For my Mollies you want to add a 3/4 teaspoon of epsom salt per 20 gallons of alkaline water. They will get fungus and the shimmies without it. See Grants thread about water parameters, In the island pets sub forum


----------



## Ebonbolt (Aug 12, 2011)

Ok well two things.

First: LUUUUUUUUUUUUUUUUUUUUUUUUUUUUUUUUUUUUUUUUUUUUUUUUUUUUUUUUUUUUUUUUUUUUUUUUUUUUUUUUUUUUUU


Second: I wouldn't put salt in a planted tank if i were you; they don't appreciate it at all. Since they're mollies, they can tollerate brackish, if not full saltwater, conditions, so I would just give them a salt bath. Put a couple teaspoons of salt in a bucket with a gallon or so of you tank's water, and then just net out the affected mollies and let them swim around in that mixture for 5-10 minutes. Keep an eye on them though, and if they start having trouble staying upright etc, get them out and put them back into the tank.

Directions:
1. In the forum thread, copy everything from "Ok well two" up to and including "into the tank.", changing "bucket" to "container".
2. Write what comes next in the forum thread, picking up after its final sentence.
You won't need the entries for these tasks.

Entries supplied:

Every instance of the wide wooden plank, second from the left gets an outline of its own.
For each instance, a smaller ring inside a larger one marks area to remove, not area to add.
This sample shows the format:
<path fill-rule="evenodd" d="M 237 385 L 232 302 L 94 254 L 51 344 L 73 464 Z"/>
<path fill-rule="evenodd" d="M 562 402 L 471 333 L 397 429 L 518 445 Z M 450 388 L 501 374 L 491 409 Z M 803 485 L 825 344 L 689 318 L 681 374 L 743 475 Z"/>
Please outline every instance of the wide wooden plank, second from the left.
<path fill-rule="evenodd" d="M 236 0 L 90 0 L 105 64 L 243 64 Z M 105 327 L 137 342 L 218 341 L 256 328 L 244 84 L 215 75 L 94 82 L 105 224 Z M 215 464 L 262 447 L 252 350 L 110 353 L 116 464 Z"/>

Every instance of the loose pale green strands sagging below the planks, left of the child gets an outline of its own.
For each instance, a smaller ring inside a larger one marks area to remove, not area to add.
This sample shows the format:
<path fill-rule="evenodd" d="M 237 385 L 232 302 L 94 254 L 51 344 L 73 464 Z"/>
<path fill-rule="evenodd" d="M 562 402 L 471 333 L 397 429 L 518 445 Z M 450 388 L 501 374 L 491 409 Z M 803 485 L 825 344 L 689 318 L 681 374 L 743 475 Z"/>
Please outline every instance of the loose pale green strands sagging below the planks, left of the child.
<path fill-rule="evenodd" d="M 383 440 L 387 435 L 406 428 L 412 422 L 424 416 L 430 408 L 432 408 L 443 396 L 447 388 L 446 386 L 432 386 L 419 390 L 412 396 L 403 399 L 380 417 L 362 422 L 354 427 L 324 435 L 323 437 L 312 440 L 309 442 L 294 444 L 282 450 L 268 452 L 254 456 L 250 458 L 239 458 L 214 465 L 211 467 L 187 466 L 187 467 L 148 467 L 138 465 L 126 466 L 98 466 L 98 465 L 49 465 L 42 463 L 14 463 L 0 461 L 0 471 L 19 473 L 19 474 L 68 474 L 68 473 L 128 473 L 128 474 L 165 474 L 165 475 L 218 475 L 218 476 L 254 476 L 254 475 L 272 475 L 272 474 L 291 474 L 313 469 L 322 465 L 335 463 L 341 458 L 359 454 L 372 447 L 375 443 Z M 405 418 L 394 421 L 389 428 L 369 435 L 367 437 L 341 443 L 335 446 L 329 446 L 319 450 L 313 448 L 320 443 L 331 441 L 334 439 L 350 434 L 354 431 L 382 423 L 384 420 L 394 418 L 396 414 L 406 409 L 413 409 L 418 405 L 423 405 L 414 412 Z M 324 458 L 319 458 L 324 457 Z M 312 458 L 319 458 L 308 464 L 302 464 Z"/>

Answers to each task:
1.
Ok well two things.

First: LUUUUUUUUUUUUUUUUUUUUUUUUUUUUUUUUUUUUUUUUUUUUUUUUUUUUUUUUUUUUUUUUUUUUUUUUUUUUUUUUUUUUUU


Second: I wouldn't put salt in a planted tank if i were you; they don't appreciate it at all. Since they're mollies, they can tollerate brackish, if not full saltwater, conditions, so I would just give them a salt bath. Put a couple teaspoons of salt in a container with a gallon or so of you tank's water, and then just net out the affected mollies and let them swim around in that mixture for 5-10 minutes. Keep an eye on them though, and if they start having trouble staying upright etc, get them out and put them back into the tank.

2.
----------



## CRS Fan (Apr 21, 2010)

I'd have to agree with the no salt for most planted tanks suggestions (but add some for mollies....), BUT there are some salt tolerant species that would be fine. Here's a link to a good list !

Best regards,

Stuart


----------



## Ra's al Ghul (Apr 28, 2010)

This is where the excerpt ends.